Point placement records
START

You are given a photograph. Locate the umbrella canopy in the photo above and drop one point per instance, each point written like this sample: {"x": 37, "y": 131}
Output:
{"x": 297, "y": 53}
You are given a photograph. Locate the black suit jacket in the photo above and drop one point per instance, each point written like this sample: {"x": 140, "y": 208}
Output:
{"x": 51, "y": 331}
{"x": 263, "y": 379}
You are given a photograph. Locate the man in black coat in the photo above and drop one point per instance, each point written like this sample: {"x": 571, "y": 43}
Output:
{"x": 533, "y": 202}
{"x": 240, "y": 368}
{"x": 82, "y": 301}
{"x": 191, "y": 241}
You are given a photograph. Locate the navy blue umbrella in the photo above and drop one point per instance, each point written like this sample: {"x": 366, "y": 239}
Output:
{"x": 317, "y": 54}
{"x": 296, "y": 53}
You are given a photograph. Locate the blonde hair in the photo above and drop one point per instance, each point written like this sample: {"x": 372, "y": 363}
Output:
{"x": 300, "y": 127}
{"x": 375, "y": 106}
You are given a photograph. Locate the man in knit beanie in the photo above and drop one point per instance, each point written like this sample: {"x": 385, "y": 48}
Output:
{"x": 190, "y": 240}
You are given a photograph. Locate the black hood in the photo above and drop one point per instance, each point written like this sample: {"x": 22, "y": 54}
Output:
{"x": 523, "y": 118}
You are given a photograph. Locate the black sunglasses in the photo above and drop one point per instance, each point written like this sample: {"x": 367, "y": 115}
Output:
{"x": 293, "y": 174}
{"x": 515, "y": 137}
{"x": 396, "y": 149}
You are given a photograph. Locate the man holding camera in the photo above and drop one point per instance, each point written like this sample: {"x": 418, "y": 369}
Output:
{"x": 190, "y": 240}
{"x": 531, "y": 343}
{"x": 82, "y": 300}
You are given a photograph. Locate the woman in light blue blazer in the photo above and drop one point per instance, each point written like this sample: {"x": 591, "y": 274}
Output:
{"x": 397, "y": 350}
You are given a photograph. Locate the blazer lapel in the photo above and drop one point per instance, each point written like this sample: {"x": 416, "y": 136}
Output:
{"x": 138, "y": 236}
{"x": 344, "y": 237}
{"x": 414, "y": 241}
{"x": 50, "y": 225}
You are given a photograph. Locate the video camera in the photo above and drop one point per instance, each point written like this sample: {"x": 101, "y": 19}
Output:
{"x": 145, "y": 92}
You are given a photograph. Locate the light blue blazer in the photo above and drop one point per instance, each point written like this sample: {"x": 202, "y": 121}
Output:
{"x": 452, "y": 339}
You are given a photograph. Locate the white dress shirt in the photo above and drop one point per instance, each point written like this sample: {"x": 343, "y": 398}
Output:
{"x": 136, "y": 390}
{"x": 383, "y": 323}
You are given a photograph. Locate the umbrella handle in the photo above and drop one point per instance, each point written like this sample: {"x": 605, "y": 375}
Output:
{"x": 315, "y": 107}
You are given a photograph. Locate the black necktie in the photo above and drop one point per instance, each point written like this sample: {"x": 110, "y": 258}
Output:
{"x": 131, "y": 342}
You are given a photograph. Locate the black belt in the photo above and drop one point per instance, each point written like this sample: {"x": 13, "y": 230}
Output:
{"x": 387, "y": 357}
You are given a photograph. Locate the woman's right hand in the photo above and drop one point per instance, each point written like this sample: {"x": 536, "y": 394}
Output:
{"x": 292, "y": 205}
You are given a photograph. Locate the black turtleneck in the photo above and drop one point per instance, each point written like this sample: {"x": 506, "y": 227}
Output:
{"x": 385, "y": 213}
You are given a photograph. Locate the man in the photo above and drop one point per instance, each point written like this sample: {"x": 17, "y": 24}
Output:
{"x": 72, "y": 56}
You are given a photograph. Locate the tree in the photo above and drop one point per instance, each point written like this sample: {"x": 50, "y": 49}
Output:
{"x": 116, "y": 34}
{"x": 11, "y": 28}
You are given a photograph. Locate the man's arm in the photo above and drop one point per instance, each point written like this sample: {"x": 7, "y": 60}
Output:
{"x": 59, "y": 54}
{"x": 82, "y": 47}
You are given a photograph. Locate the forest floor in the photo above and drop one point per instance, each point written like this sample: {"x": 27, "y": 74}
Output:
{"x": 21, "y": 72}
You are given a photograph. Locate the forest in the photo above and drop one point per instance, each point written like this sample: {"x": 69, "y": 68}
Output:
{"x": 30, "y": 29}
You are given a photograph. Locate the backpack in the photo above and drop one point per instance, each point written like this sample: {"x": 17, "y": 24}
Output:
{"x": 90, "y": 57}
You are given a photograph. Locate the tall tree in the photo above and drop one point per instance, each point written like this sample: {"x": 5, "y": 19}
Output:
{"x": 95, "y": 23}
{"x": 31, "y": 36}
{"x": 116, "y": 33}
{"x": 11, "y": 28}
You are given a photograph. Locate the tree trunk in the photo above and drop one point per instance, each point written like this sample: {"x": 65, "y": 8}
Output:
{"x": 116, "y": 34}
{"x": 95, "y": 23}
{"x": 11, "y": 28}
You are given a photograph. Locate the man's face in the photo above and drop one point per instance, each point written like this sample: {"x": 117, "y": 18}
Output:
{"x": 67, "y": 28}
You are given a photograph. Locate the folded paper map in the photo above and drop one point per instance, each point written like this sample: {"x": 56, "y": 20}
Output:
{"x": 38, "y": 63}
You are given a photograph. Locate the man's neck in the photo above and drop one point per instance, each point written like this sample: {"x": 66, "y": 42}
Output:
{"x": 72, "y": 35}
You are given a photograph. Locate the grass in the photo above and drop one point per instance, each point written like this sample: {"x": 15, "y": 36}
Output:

END

• Exercise requirements
Every entry must be output again, exactly as written above.

• Output
You are given a photograph. Locate the umbrella canopy in the photo above and drop one point per instance, each point written like this sample: {"x": 37, "y": 131}
Output:
{"x": 297, "y": 53}
You are given a photograph. Locate the black suit jacket in the photo above and drop one point per instance, each point written like this sample: {"x": 140, "y": 208}
Output:
{"x": 51, "y": 331}
{"x": 263, "y": 379}
You are given a photograph. Locate the man in black coat in the photo above and drop one point per instance, each point written like this sample: {"x": 571, "y": 43}
Output:
{"x": 533, "y": 202}
{"x": 240, "y": 368}
{"x": 82, "y": 301}
{"x": 191, "y": 241}
You are given a photograph. Locate the navy blue umbrella in the photo above and drop one point per instance, each point written like this sample: {"x": 366, "y": 239}
Output:
{"x": 317, "y": 54}
{"x": 296, "y": 53}
You are given a photograph. Locate the blonde hair in the photo above and drop one point per instance, each point written like this sample: {"x": 372, "y": 363}
Output:
{"x": 300, "y": 127}
{"x": 375, "y": 106}
You are given a photograph. Locate the man in knit beanie in the photo above and drop one point per instance, each point written like this sample: {"x": 385, "y": 48}
Output:
{"x": 190, "y": 240}
You are given a photograph. Locate the black hood in the photo above and drop one point per instance, each point written like this sample: {"x": 22, "y": 54}
Output:
{"x": 523, "y": 118}
You are given a photograph. Locate the black sunglasses in the photo above and drop one point per instance, each point written like this sample: {"x": 367, "y": 115}
Output:
{"x": 293, "y": 174}
{"x": 515, "y": 137}
{"x": 396, "y": 149}
You are given a photograph. Locate the man holding camera in the photo above and drop one point per instance, each point written like this sample: {"x": 418, "y": 369}
Output:
{"x": 190, "y": 240}
{"x": 531, "y": 343}
{"x": 82, "y": 300}
You are given a photograph. Locate the woman in light blue blazer in the photo above and drop one point per instance, each point written like this sample: {"x": 591, "y": 274}
Output:
{"x": 397, "y": 350}
You are given a photograph. Locate the blazer lapel in the photo above and drop one point per instance, each point written like this sample: {"x": 416, "y": 136}
Output:
{"x": 138, "y": 236}
{"x": 344, "y": 237}
{"x": 414, "y": 241}
{"x": 50, "y": 225}
You are given a photograph. Locate the video camera in the photo above and drop one point per instance, each point written like this sample: {"x": 101, "y": 19}
Output:
{"x": 145, "y": 92}
You are given a photograph. Locate the light blue blazer in the photo above and drop one point per instance, each point written like this sample: {"x": 202, "y": 121}
Output:
{"x": 452, "y": 339}
You are given a photograph. Locate the white dress shirt in the photo above and drop one point per instance, each point written like this sample: {"x": 343, "y": 398}
Output:
{"x": 136, "y": 390}
{"x": 383, "y": 323}
You are given a photograph. Locate the umbrella handle in the photo above and drop one point per instance, each point written like this sample: {"x": 605, "y": 375}
Output:
{"x": 315, "y": 107}
You are given a photograph. Locate the black necktie in the photo above and drop one point per instance, each point written like this sample: {"x": 110, "y": 258}
Output:
{"x": 131, "y": 342}
You are given a photograph. Locate the black belt in the photo above and drop one point per instance, each point written like this sample: {"x": 13, "y": 230}
Output:
{"x": 387, "y": 357}
You are given a photograph. Locate the woman's right hand in the photo above and drop one point per instance, each point written like this sample: {"x": 536, "y": 394}
Output:
{"x": 292, "y": 205}
You are given a photograph. Locate the black turtleneck in the photo above and drop one point per instance, each point written like this sample: {"x": 506, "y": 227}
Output:
{"x": 385, "y": 213}
You are given a photograph. Locate the man in the photo above and drop one point per instance, each point written like this sample: {"x": 17, "y": 24}
Output:
{"x": 72, "y": 56}
You are given a photograph. Locate the tree in the photo above and drop one point per instance, each point written like this sample: {"x": 50, "y": 49}
Output:
{"x": 116, "y": 34}
{"x": 11, "y": 28}
You are given a photograph. Locate the man's arm in the photo above and drop one point per instance, each point written like this sample: {"x": 7, "y": 60}
Output:
{"x": 59, "y": 54}
{"x": 82, "y": 47}
You are given a photograph. Locate the forest floor in the photo above and drop one point per instance, each point written like this sample: {"x": 27, "y": 74}
Output:
{"x": 21, "y": 72}
You are given a photograph. Locate the forest in the photo above and drop one point per instance, each point written like this sample: {"x": 69, "y": 68}
Output:
{"x": 30, "y": 29}
You are given a photograph. Locate the backpack in the photo above and drop one point per instance, each point written like this sample: {"x": 17, "y": 24}
Output:
{"x": 90, "y": 57}
You are given a photograph. Locate the tall tree in the photo above and drop one point per instance, each point written like this sample: {"x": 5, "y": 19}
Output:
{"x": 95, "y": 23}
{"x": 31, "y": 36}
{"x": 116, "y": 33}
{"x": 11, "y": 28}
You are given a photograph. Locate the tree trunk in the photo above and drop one point per instance, each point written like this sample: {"x": 65, "y": 8}
Output:
{"x": 116, "y": 34}
{"x": 95, "y": 23}
{"x": 11, "y": 28}
You are given a photograph. Locate the man's face in the photo above and drop one point per instance, each point written like this sample: {"x": 117, "y": 18}
Output:
{"x": 67, "y": 28}
You are given a photograph. Locate the folded paper map in the photo above and drop one point per instance, each point written like this sample: {"x": 56, "y": 20}
Output:
{"x": 38, "y": 63}
You are given a photograph. Locate the man's neck in the photo above and drop one point per instance, each point written like this sample: {"x": 66, "y": 42}
Output:
{"x": 72, "y": 35}
You are given a photograph. Locate the grass in the photo above and drop one point per instance, each point written like this sample: {"x": 15, "y": 36}
Output:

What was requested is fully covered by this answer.